* **What is expected**
From the line that contains "Place one marker on each instance of the dense" to the last line of the data, every line is to be transcribed exactly; no other line is to be included.

============

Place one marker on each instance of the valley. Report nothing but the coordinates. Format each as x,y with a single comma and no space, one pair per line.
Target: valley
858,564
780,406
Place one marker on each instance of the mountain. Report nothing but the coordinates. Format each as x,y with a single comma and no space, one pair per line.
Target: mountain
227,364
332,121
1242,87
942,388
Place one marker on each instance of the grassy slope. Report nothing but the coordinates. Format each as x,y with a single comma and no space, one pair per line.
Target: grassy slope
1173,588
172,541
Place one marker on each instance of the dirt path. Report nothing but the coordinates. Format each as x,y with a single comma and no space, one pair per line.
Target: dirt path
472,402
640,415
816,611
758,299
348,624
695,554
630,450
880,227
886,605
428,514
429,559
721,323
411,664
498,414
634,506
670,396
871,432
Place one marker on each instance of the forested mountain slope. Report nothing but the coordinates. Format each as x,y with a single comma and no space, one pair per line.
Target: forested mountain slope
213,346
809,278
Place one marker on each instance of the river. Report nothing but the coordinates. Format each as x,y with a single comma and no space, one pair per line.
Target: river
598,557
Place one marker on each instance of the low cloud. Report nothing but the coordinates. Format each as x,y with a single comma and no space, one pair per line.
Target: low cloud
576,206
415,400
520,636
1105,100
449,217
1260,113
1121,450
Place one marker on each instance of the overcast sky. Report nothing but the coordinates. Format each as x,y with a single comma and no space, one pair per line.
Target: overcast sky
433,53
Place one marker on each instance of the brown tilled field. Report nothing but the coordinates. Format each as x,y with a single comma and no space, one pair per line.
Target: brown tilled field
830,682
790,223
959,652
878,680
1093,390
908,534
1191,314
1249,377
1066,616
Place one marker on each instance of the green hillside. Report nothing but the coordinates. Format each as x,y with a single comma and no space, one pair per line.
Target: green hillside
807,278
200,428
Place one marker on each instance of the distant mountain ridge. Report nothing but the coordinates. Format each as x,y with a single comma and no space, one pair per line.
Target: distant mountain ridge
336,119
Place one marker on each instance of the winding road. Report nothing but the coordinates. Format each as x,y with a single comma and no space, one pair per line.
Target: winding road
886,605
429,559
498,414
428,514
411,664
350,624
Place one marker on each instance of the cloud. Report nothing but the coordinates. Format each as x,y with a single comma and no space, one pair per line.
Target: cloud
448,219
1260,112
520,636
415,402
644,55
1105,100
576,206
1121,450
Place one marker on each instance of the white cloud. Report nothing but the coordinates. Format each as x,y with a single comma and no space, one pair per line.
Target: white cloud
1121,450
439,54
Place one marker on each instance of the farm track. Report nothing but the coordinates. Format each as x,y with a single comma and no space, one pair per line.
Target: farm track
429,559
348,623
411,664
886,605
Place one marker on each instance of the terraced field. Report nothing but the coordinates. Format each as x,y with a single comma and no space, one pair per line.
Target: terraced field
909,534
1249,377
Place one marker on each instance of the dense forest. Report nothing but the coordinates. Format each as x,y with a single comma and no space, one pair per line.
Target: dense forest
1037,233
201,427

============

* **Answer to this problem**
Place one marker on each instance of the dense forest. Report nothing but the coordinates. Format each as x,y with a single comma and no space, one pair per line.
Target: dense forest
1037,233
201,427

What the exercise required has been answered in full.